PROBLEM DESCRIPTION: Gather every line in the records below that contains the word "button", and copy each of those lines.
--- START ---
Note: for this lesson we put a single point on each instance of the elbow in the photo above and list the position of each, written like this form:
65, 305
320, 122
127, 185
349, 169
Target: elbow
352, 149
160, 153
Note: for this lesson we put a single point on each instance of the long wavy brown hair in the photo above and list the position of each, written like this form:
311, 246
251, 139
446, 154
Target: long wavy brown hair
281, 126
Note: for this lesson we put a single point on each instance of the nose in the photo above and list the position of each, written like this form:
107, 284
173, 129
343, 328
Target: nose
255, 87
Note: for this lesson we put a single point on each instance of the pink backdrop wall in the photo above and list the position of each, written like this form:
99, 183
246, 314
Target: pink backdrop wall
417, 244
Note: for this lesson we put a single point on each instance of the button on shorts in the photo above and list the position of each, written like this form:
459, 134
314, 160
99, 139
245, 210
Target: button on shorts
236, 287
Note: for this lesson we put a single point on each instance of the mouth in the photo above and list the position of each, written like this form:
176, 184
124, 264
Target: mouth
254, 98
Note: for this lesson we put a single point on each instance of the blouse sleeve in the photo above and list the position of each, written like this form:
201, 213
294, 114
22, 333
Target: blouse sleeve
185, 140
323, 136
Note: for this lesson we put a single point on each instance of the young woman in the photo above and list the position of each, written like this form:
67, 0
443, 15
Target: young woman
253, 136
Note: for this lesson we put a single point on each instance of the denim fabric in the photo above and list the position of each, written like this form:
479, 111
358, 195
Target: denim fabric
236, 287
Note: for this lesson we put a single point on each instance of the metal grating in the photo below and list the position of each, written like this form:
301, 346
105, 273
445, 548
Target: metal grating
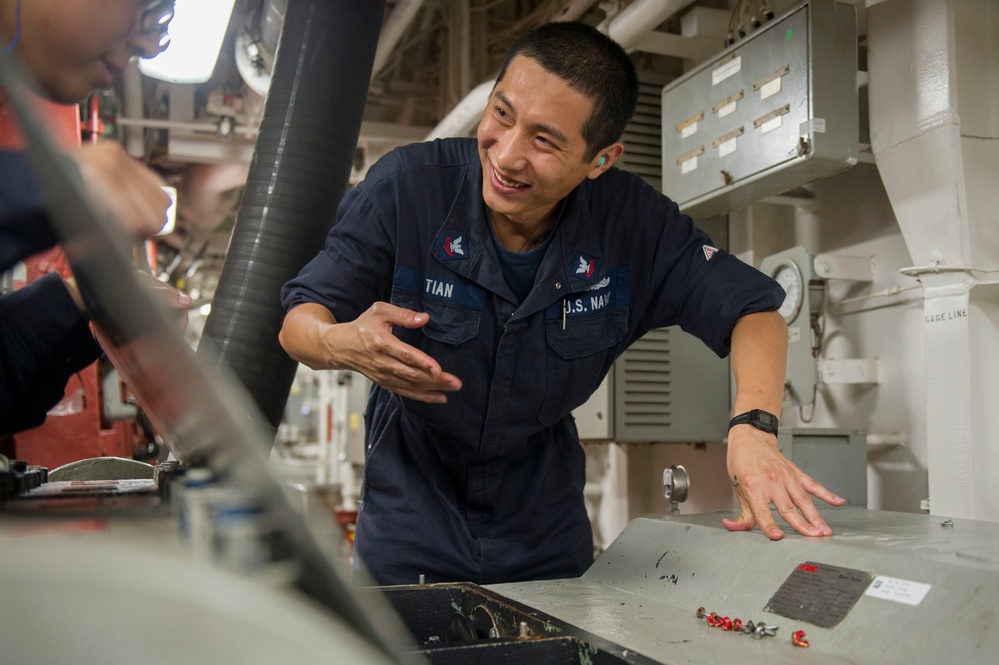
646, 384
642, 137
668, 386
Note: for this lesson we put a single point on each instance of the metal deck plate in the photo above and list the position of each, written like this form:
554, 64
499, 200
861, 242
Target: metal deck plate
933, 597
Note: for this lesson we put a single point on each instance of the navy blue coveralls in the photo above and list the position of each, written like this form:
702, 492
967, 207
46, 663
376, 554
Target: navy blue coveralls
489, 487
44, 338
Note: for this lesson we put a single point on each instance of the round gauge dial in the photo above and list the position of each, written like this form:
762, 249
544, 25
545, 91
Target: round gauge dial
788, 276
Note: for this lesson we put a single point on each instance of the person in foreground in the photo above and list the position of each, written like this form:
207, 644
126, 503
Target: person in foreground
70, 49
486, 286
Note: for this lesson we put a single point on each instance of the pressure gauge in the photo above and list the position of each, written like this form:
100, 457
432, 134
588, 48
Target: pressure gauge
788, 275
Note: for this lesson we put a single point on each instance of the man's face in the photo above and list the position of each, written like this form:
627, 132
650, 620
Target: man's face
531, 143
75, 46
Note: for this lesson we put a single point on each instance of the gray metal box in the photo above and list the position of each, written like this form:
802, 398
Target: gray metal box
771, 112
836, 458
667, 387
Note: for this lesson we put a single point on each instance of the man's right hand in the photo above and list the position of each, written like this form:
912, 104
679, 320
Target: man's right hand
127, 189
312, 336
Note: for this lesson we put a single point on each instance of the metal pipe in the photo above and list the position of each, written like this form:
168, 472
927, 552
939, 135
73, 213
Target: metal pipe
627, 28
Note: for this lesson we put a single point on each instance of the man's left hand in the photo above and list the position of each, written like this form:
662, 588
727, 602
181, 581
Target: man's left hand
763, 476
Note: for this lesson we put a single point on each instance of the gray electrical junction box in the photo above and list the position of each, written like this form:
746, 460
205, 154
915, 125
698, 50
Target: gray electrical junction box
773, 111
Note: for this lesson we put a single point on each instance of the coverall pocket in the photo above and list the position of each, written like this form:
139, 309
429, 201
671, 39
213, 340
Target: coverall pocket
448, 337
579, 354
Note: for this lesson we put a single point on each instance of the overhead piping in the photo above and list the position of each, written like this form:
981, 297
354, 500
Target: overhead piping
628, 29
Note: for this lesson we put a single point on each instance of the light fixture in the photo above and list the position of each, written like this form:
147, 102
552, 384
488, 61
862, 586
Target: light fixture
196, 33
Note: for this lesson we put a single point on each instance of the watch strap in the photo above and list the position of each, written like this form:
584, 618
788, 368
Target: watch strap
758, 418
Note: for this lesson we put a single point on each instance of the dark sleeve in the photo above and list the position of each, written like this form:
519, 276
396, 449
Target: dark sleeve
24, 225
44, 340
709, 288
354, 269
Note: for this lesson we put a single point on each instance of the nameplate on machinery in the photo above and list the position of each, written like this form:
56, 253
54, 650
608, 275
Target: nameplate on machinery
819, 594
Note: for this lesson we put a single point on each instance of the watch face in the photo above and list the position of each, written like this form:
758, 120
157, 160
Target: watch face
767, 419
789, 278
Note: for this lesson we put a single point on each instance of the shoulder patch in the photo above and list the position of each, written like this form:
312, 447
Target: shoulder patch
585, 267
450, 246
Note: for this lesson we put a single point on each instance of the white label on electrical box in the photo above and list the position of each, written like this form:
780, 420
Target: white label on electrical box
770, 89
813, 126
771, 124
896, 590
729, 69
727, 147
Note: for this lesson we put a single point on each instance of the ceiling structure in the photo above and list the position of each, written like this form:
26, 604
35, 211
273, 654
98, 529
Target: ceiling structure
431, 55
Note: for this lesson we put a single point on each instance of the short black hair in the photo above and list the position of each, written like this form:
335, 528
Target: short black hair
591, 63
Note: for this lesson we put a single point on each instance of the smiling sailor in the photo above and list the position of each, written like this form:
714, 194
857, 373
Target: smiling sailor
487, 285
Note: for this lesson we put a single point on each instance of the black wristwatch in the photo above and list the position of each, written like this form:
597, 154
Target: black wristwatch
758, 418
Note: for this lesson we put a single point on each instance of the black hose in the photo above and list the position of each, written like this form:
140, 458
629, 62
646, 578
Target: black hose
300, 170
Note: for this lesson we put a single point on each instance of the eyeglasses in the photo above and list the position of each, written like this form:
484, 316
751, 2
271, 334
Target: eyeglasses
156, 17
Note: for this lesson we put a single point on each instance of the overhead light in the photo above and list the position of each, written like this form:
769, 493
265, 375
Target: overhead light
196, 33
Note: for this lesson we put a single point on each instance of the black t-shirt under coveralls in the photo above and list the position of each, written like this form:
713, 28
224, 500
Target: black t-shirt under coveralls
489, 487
--- END ---
--- START ---
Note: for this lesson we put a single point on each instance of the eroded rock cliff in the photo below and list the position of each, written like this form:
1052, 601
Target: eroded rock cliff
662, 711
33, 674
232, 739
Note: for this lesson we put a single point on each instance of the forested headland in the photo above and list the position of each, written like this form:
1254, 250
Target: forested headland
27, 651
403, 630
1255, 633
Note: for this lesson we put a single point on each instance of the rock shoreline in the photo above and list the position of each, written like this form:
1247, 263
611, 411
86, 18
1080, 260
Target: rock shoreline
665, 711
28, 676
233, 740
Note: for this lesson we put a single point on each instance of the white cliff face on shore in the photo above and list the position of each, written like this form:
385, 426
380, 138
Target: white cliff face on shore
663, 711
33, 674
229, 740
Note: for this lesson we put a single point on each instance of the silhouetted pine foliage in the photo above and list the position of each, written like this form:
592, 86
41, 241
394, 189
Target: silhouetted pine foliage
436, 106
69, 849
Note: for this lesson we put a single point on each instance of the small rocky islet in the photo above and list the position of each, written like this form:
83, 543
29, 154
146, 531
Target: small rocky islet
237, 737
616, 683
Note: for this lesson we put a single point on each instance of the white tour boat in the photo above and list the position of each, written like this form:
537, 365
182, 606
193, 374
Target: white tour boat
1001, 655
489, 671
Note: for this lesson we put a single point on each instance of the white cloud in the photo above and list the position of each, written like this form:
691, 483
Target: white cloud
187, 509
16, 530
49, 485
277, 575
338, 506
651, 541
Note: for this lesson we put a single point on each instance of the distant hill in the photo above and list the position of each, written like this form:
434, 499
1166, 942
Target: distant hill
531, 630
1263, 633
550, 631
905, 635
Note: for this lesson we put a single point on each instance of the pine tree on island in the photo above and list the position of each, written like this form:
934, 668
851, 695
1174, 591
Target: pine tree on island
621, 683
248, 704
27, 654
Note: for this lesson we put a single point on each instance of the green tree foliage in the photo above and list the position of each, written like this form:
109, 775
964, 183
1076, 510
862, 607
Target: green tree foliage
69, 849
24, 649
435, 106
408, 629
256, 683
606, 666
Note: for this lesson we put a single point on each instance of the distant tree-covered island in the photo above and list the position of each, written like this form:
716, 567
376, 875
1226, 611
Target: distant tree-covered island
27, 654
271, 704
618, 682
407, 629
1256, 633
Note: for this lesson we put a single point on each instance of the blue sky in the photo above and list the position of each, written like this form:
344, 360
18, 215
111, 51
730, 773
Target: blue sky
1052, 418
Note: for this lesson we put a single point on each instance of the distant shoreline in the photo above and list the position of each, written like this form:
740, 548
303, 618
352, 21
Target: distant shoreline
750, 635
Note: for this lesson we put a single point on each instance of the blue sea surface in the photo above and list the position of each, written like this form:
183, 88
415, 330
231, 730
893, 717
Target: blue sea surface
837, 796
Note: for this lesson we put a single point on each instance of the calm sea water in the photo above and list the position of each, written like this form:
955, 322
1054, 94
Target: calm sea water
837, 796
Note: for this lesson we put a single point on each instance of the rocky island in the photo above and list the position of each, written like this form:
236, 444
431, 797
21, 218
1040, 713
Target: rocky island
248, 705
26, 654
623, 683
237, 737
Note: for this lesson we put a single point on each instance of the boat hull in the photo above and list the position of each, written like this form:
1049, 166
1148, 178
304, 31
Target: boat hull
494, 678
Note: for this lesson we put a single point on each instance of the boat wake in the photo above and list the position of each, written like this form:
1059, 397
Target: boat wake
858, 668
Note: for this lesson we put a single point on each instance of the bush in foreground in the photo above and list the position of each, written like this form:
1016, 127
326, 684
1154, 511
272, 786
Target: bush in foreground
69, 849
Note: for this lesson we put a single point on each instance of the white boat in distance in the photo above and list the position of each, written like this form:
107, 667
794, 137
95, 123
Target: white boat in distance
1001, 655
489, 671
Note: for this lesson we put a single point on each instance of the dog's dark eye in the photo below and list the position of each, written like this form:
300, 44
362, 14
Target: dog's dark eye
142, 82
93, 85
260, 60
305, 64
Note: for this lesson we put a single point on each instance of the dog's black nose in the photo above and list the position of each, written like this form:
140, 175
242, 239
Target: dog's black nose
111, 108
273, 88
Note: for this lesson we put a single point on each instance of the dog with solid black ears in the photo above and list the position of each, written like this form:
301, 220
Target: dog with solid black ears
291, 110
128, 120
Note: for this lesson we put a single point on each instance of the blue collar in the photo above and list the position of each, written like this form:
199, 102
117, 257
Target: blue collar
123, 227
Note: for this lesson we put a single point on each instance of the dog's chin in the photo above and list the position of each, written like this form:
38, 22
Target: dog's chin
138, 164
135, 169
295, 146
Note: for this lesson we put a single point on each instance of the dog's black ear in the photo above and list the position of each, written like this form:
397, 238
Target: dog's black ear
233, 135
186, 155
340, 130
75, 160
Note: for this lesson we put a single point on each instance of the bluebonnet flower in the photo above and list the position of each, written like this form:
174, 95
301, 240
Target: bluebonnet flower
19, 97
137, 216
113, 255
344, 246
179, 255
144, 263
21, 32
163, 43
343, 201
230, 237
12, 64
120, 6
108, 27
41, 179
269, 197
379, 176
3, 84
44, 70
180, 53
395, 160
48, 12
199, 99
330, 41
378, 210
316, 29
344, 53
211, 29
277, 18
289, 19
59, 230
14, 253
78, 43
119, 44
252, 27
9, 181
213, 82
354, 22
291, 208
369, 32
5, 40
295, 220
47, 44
--- END ---
RESULT OF THE TASK:
Note: for this lesson we put a single point on each instance of the button on shorts in the photo above and list the position of each, written like this form:
Target: button on shorts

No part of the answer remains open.